Please give back an exact reproduction of the lines from the one with "Could you help me find the wooden deck framing" through the end of the entries below, and no others.

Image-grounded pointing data
__________________________________________________
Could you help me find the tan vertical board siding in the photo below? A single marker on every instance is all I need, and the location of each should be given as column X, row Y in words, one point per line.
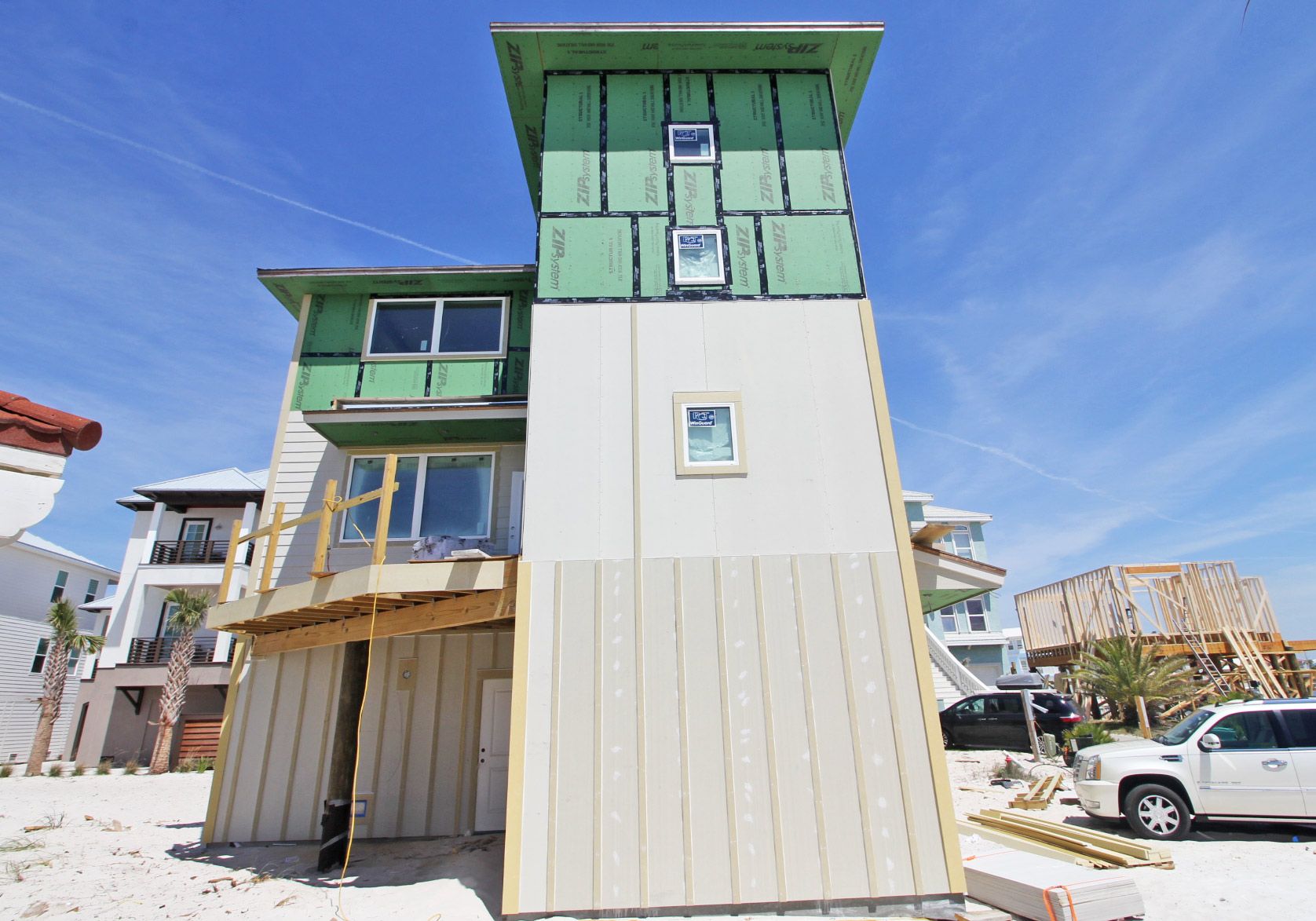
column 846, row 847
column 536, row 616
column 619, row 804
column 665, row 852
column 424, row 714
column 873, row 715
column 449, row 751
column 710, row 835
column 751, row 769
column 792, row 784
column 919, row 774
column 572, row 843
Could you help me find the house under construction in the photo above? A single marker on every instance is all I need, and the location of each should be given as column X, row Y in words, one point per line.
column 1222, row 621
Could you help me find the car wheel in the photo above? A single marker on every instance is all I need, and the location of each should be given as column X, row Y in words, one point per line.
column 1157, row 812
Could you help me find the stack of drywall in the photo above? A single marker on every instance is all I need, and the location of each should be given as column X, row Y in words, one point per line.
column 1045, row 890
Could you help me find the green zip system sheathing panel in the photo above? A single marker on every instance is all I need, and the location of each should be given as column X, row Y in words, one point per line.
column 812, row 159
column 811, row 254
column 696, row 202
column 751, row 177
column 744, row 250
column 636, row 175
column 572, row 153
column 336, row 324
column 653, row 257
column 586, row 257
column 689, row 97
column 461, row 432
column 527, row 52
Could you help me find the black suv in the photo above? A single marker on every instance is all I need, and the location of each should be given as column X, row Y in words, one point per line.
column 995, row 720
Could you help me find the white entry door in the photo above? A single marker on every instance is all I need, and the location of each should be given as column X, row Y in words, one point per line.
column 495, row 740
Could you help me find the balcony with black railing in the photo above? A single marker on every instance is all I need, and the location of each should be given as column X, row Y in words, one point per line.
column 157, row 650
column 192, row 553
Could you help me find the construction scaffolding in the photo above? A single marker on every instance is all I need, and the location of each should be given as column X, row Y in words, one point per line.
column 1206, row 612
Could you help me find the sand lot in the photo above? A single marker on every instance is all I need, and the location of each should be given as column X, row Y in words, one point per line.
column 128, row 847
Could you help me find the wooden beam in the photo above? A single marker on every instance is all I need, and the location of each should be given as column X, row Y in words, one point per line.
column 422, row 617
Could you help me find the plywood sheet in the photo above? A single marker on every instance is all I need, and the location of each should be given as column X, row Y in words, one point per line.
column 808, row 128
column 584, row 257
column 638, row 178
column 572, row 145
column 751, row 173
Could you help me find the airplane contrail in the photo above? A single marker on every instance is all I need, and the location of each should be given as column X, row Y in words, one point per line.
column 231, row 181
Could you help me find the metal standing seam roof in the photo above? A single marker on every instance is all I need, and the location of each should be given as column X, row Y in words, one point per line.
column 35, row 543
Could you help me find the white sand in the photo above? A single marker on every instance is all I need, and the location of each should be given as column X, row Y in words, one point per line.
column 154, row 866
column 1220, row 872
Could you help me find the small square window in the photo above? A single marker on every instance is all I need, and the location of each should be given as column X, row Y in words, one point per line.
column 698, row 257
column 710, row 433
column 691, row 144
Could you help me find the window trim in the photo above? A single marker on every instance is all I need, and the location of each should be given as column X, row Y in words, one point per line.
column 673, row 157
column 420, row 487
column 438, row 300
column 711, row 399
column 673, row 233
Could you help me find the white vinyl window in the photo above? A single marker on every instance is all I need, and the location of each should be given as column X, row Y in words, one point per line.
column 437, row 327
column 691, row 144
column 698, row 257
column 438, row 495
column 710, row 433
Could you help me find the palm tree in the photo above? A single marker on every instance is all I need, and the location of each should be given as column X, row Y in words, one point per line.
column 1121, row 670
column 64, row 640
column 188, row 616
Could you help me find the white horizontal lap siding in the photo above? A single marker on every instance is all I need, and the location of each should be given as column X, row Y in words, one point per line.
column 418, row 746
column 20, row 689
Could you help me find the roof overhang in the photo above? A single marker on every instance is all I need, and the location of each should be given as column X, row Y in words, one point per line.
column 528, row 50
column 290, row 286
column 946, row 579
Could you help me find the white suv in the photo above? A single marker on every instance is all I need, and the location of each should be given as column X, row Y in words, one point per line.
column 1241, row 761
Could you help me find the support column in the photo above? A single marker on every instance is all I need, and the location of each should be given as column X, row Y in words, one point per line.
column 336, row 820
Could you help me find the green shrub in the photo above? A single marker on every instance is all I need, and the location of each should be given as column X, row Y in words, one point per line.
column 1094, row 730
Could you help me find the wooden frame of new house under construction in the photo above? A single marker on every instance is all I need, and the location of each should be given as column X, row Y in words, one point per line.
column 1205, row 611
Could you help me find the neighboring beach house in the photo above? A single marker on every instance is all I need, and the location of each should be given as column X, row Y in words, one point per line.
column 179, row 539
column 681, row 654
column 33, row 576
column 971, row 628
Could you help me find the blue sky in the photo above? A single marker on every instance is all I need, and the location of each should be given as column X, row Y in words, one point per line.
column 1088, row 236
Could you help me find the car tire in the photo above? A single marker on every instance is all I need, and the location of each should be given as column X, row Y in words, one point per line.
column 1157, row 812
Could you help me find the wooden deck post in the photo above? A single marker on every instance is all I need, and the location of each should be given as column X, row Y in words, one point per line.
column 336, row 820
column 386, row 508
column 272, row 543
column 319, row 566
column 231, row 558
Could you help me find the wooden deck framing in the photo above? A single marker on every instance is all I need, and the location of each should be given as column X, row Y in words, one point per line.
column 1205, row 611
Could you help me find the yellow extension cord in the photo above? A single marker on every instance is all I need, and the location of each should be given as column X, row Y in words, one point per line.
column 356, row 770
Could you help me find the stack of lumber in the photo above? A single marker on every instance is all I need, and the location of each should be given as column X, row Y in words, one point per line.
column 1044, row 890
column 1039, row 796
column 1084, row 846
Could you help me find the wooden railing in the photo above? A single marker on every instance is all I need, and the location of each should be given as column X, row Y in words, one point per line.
__________________________________________________
* Solution to this exercise *
Could you help me find the wooden deck framing in the photo above? A single marker on every instance is all I need, and the location of each should be given as column X, row Y in words, one point per line.
column 1205, row 611
Could you help me find the yellow extension cord in the photo above? A single marker on every instance is all I need, and the location of each should be given as column X, row Y in words, one point per line.
column 356, row 770
Could you help me find the stack of lumber in the photo above? A single marker on every instance is all I need, and the location of each should be given as column X, row Y in words, one point per line.
column 1044, row 890
column 1039, row 796
column 1084, row 846
Could you help me find the wooden railing in the photo above? A single marker on every instance is all I need, and the location of each should be given as column X, row Y in words, one point per line.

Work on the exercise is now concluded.